# Problem
Restate the listing below word for word, pictures excluded.

# The data
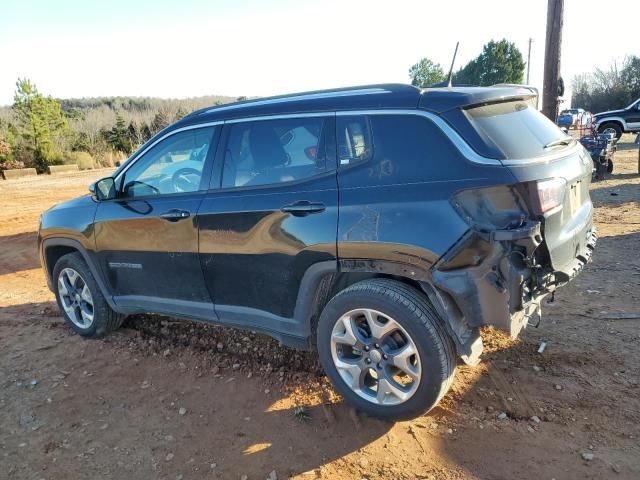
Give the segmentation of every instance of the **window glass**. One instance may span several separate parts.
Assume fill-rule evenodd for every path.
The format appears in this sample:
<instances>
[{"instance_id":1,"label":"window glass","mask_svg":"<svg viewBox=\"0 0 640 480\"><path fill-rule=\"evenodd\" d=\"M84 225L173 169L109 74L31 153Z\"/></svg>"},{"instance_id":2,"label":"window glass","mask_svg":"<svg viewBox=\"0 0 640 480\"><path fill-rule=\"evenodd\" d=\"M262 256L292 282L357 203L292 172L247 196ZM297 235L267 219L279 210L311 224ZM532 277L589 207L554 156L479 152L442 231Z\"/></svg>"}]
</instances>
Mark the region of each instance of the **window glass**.
<instances>
[{"instance_id":1,"label":"window glass","mask_svg":"<svg viewBox=\"0 0 640 480\"><path fill-rule=\"evenodd\" d=\"M416 115L372 115L372 168L380 184L446 178L455 149L431 121Z\"/></svg>"},{"instance_id":2,"label":"window glass","mask_svg":"<svg viewBox=\"0 0 640 480\"><path fill-rule=\"evenodd\" d=\"M339 116L336 119L336 131L338 132L339 165L351 165L371 158L373 142L367 117Z\"/></svg>"},{"instance_id":3,"label":"window glass","mask_svg":"<svg viewBox=\"0 0 640 480\"><path fill-rule=\"evenodd\" d=\"M262 120L231 125L223 187L290 182L325 170L320 117Z\"/></svg>"},{"instance_id":4,"label":"window glass","mask_svg":"<svg viewBox=\"0 0 640 480\"><path fill-rule=\"evenodd\" d=\"M123 196L143 197L200 190L214 129L185 130L153 146L125 173Z\"/></svg>"},{"instance_id":5,"label":"window glass","mask_svg":"<svg viewBox=\"0 0 640 480\"><path fill-rule=\"evenodd\" d=\"M545 155L553 148L565 148L567 135L540 113L531 102L494 103L465 110L481 135L493 142L508 159ZM552 146L556 142L557 146Z\"/></svg>"},{"instance_id":6,"label":"window glass","mask_svg":"<svg viewBox=\"0 0 640 480\"><path fill-rule=\"evenodd\" d=\"M337 120L337 119L336 119ZM365 121L366 120L366 121ZM369 115L353 117L358 124L358 155L349 153L346 142L354 129L338 132L341 166L368 157L362 168L341 172L343 186L398 185L454 178L460 169L460 153L449 138L430 120L417 115ZM368 127L367 127L368 124ZM360 128L361 127L361 128ZM347 133L345 133L347 132ZM358 165L357 163L355 165Z\"/></svg>"}]
</instances>

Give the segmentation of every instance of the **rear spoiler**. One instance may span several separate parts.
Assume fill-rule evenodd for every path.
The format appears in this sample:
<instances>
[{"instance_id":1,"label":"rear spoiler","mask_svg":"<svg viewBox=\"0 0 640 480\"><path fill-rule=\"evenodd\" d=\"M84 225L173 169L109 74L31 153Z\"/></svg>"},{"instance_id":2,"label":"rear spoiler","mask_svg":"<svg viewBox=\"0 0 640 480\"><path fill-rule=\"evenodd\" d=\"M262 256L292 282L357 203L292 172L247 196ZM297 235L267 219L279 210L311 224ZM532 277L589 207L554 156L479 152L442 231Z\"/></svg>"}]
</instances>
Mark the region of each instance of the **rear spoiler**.
<instances>
[{"instance_id":1,"label":"rear spoiler","mask_svg":"<svg viewBox=\"0 0 640 480\"><path fill-rule=\"evenodd\" d=\"M536 96L536 109L540 110L540 93L536 87L532 87L531 85L520 85L518 83L496 83L493 85L494 87L517 87L517 88L526 88L530 90Z\"/></svg>"},{"instance_id":2,"label":"rear spoiler","mask_svg":"<svg viewBox=\"0 0 640 480\"><path fill-rule=\"evenodd\" d=\"M516 100L534 100L538 106L538 90L529 85L499 84L490 87L427 87L421 91L418 108L436 114L454 109Z\"/></svg>"}]
</instances>

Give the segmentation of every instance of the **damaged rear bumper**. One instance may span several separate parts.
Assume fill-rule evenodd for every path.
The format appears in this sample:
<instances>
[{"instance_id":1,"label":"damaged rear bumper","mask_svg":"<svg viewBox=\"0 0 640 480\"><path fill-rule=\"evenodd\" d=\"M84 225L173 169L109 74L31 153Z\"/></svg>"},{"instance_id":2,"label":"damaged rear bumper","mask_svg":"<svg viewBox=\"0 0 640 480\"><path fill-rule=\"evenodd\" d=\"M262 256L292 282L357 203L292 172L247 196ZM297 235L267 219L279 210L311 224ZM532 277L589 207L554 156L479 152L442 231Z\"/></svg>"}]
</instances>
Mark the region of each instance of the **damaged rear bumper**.
<instances>
[{"instance_id":1,"label":"damaged rear bumper","mask_svg":"<svg viewBox=\"0 0 640 480\"><path fill-rule=\"evenodd\" d=\"M448 313L460 316L458 324L471 331L493 325L515 338L529 322L539 322L542 299L591 261L597 239L591 219L580 235L585 240L576 242L575 257L555 270L540 222L489 233L471 229L434 265L433 284L455 304L457 312ZM466 349L470 355L477 347Z\"/></svg>"}]
</instances>

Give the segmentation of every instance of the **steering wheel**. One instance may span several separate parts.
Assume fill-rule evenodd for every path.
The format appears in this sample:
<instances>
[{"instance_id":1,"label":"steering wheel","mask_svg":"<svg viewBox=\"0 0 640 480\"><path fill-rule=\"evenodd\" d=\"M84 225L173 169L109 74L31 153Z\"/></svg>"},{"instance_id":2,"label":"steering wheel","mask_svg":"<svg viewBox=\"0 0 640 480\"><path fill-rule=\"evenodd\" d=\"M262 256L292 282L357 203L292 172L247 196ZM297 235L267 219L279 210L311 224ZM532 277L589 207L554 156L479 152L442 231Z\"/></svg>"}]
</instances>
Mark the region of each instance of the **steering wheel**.
<instances>
[{"instance_id":1,"label":"steering wheel","mask_svg":"<svg viewBox=\"0 0 640 480\"><path fill-rule=\"evenodd\" d=\"M193 175L197 177L197 180L193 179ZM202 172L195 168L185 167L176 170L171 176L174 191L176 193L195 192L200 188L201 176Z\"/></svg>"}]
</instances>

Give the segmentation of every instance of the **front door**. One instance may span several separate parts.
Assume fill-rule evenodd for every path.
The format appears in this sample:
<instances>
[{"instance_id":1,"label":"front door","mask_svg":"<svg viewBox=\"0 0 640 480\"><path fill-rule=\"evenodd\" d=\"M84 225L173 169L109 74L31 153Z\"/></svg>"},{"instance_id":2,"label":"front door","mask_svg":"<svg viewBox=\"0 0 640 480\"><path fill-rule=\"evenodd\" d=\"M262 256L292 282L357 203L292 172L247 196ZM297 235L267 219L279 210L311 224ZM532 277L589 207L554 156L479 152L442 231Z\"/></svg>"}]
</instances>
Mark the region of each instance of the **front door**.
<instances>
[{"instance_id":1,"label":"front door","mask_svg":"<svg viewBox=\"0 0 640 480\"><path fill-rule=\"evenodd\" d=\"M95 219L98 258L116 304L214 318L198 259L197 212L220 127L193 128L154 144L100 202Z\"/></svg>"},{"instance_id":2,"label":"front door","mask_svg":"<svg viewBox=\"0 0 640 480\"><path fill-rule=\"evenodd\" d=\"M220 188L198 216L216 312L226 323L300 336L302 277L336 261L334 115L231 122L222 137Z\"/></svg>"},{"instance_id":3,"label":"front door","mask_svg":"<svg viewBox=\"0 0 640 480\"><path fill-rule=\"evenodd\" d=\"M626 118L627 128L630 130L640 130L640 100L636 102L631 108Z\"/></svg>"}]
</instances>

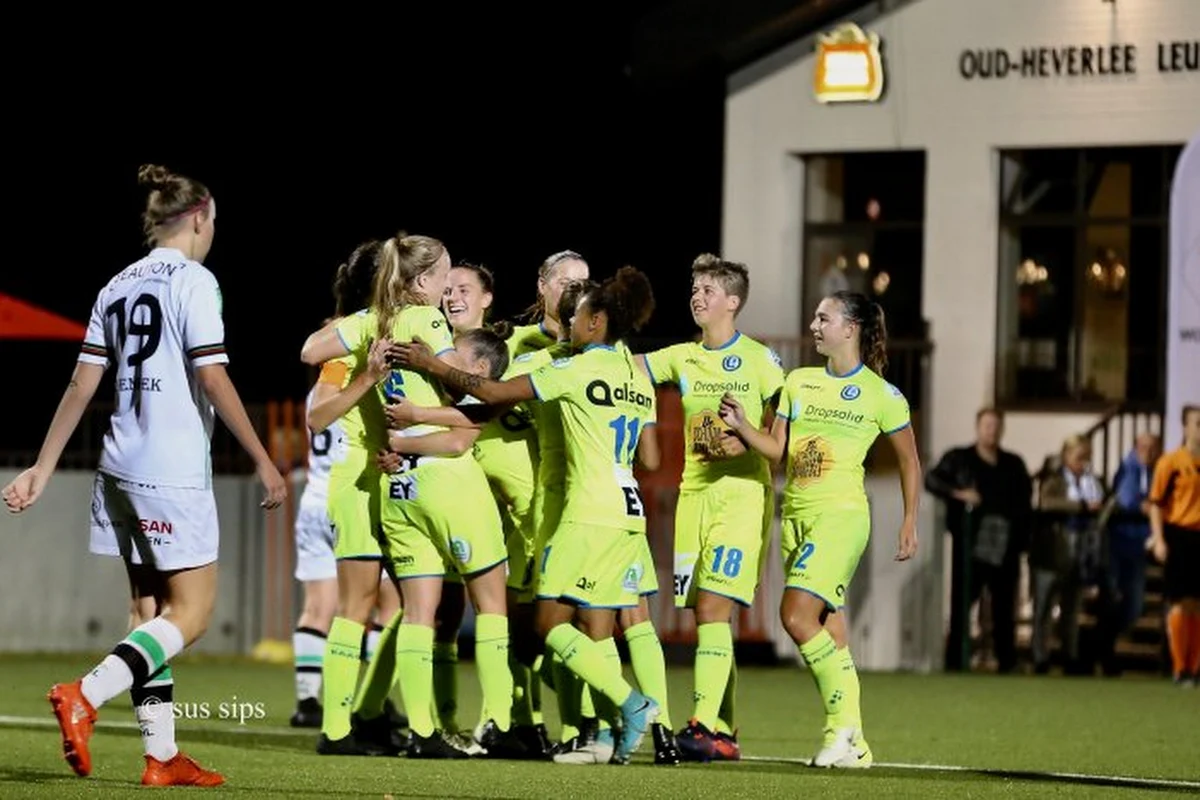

# Exercise result
Give the segmentation of every instance of the **window glass**. One instance may span several separate parts.
Assume fill-rule evenodd for every path.
The format appears in this sample:
<instances>
[{"instance_id":1,"label":"window glass","mask_svg":"<svg viewBox=\"0 0 640 480\"><path fill-rule=\"evenodd\" d=\"M84 225L173 169L109 74L31 153Z\"/></svg>"},{"instance_id":2,"label":"window glass","mask_svg":"<svg viewBox=\"0 0 640 480\"><path fill-rule=\"evenodd\" d=\"M262 256L292 282L357 203L292 172L247 196ZM297 235L267 219L279 210L311 224ZM532 277L589 207L554 156L479 152L442 231Z\"/></svg>"}]
</instances>
Mark the region of each instance of the **window glass**.
<instances>
[{"instance_id":1,"label":"window glass","mask_svg":"<svg viewBox=\"0 0 640 480\"><path fill-rule=\"evenodd\" d=\"M416 115L372 115L372 168L380 184L446 178L455 149L431 121Z\"/></svg>"},{"instance_id":2,"label":"window glass","mask_svg":"<svg viewBox=\"0 0 640 480\"><path fill-rule=\"evenodd\" d=\"M339 116L336 119L336 131L338 132L339 165L351 165L371 158L373 142L367 117Z\"/></svg>"},{"instance_id":3,"label":"window glass","mask_svg":"<svg viewBox=\"0 0 640 480\"><path fill-rule=\"evenodd\" d=\"M262 120L231 125L223 187L290 182L325 170L320 117Z\"/></svg>"},{"instance_id":4,"label":"window glass","mask_svg":"<svg viewBox=\"0 0 640 480\"><path fill-rule=\"evenodd\" d=\"M123 196L143 197L200 190L214 129L185 130L153 146L125 173Z\"/></svg>"},{"instance_id":5,"label":"window glass","mask_svg":"<svg viewBox=\"0 0 640 480\"><path fill-rule=\"evenodd\" d=\"M545 155L553 148L565 148L567 135L540 113L531 102L494 103L465 110L481 135L493 142L508 159ZM552 146L556 142L557 146Z\"/></svg>"},{"instance_id":6,"label":"window glass","mask_svg":"<svg viewBox=\"0 0 640 480\"><path fill-rule=\"evenodd\" d=\"M337 120L337 119L336 119ZM365 121L366 120L366 121ZM369 115L353 117L358 124L358 155L349 153L346 142L354 129L338 132L341 166L368 157L362 168L341 172L343 186L398 185L454 178L460 169L460 153L449 138L430 120L417 115ZM368 127L367 127L368 124ZM360 128L361 127L361 128ZM347 133L345 133L347 132ZM358 165L357 163L355 165Z\"/></svg>"}]
</instances>

Give the segmentation of every instance of the **rear spoiler**. One instance may span several separate parts.
Assume fill-rule evenodd for every path.
The format appears in this sample:
<instances>
[{"instance_id":1,"label":"rear spoiler","mask_svg":"<svg viewBox=\"0 0 640 480\"><path fill-rule=\"evenodd\" d=\"M84 225L173 169L109 74L31 153Z\"/></svg>"},{"instance_id":2,"label":"rear spoiler","mask_svg":"<svg viewBox=\"0 0 640 480\"><path fill-rule=\"evenodd\" d=\"M262 256L292 282L357 203L292 172L247 196ZM297 235L267 219L279 210L311 224ZM532 277L589 207L554 156L479 152L442 231Z\"/></svg>"}]
</instances>
Mark the region of each instance of the **rear spoiler**.
<instances>
[{"instance_id":1,"label":"rear spoiler","mask_svg":"<svg viewBox=\"0 0 640 480\"><path fill-rule=\"evenodd\" d=\"M536 96L536 109L540 110L540 93L536 87L532 87L531 85L520 85L518 83L496 83L493 85L494 87L517 87L517 88L526 88L530 90Z\"/></svg>"},{"instance_id":2,"label":"rear spoiler","mask_svg":"<svg viewBox=\"0 0 640 480\"><path fill-rule=\"evenodd\" d=\"M516 100L534 100L538 106L538 90L529 85L499 84L490 87L427 87L421 91L418 108L436 114L454 109Z\"/></svg>"}]
</instances>

Give the segmentation of every instance of the **damaged rear bumper**. One instance may span several separate parts.
Assume fill-rule evenodd for every path.
The format appears in this sample:
<instances>
[{"instance_id":1,"label":"damaged rear bumper","mask_svg":"<svg viewBox=\"0 0 640 480\"><path fill-rule=\"evenodd\" d=\"M84 225L173 169L109 74L31 153Z\"/></svg>"},{"instance_id":2,"label":"damaged rear bumper","mask_svg":"<svg viewBox=\"0 0 640 480\"><path fill-rule=\"evenodd\" d=\"M262 256L292 282L357 203L292 172L247 196ZM297 235L267 219L279 210L311 224ZM532 277L589 207L554 156L479 152L442 231Z\"/></svg>"}]
</instances>
Mark the region of each instance of the **damaged rear bumper**.
<instances>
[{"instance_id":1,"label":"damaged rear bumper","mask_svg":"<svg viewBox=\"0 0 640 480\"><path fill-rule=\"evenodd\" d=\"M448 313L460 316L458 324L471 331L493 325L515 338L529 322L539 322L542 299L591 261L597 239L591 219L580 235L585 240L576 242L575 257L555 270L540 222L489 233L471 229L434 265L433 284L455 304L457 312ZM466 349L470 355L477 347Z\"/></svg>"}]
</instances>

Give the segmentation of every instance of the **steering wheel**. One instance may span several separate parts.
Assume fill-rule evenodd for every path.
The format appears in this sample:
<instances>
[{"instance_id":1,"label":"steering wheel","mask_svg":"<svg viewBox=\"0 0 640 480\"><path fill-rule=\"evenodd\" d=\"M84 225L173 169L109 74L31 153Z\"/></svg>"},{"instance_id":2,"label":"steering wheel","mask_svg":"<svg viewBox=\"0 0 640 480\"><path fill-rule=\"evenodd\" d=\"M262 256L292 282L357 203L292 172L247 196ZM297 235L267 219L279 210L311 224ZM532 277L589 207L554 156L479 152L442 231Z\"/></svg>"}]
</instances>
Mark the region of each instance of the **steering wheel**.
<instances>
[{"instance_id":1,"label":"steering wheel","mask_svg":"<svg viewBox=\"0 0 640 480\"><path fill-rule=\"evenodd\" d=\"M193 175L197 177L197 180L193 179ZM202 172L195 168L185 167L176 170L171 176L174 191L176 193L195 192L200 188L201 176Z\"/></svg>"}]
</instances>

Give the segmentation of every instance of the **front door**. One instance may span several separate parts.
Assume fill-rule evenodd for every path.
The format appears in this sample:
<instances>
[{"instance_id":1,"label":"front door","mask_svg":"<svg viewBox=\"0 0 640 480\"><path fill-rule=\"evenodd\" d=\"M84 225L173 169L109 74L31 153Z\"/></svg>"},{"instance_id":2,"label":"front door","mask_svg":"<svg viewBox=\"0 0 640 480\"><path fill-rule=\"evenodd\" d=\"M262 256L292 282L357 203L292 172L247 196ZM297 235L267 219L279 210L311 224ZM532 277L589 207L554 156L479 152L442 231Z\"/></svg>"}]
</instances>
Mark the region of each instance of the **front door**.
<instances>
[{"instance_id":1,"label":"front door","mask_svg":"<svg viewBox=\"0 0 640 480\"><path fill-rule=\"evenodd\" d=\"M95 219L98 258L116 304L214 318L198 259L197 212L220 127L193 128L154 144L100 202Z\"/></svg>"},{"instance_id":2,"label":"front door","mask_svg":"<svg viewBox=\"0 0 640 480\"><path fill-rule=\"evenodd\" d=\"M220 188L198 216L216 312L226 323L300 336L302 277L336 261L334 115L231 122L222 137Z\"/></svg>"},{"instance_id":3,"label":"front door","mask_svg":"<svg viewBox=\"0 0 640 480\"><path fill-rule=\"evenodd\" d=\"M626 118L627 128L630 130L640 130L640 100L636 102L631 108Z\"/></svg>"}]
</instances>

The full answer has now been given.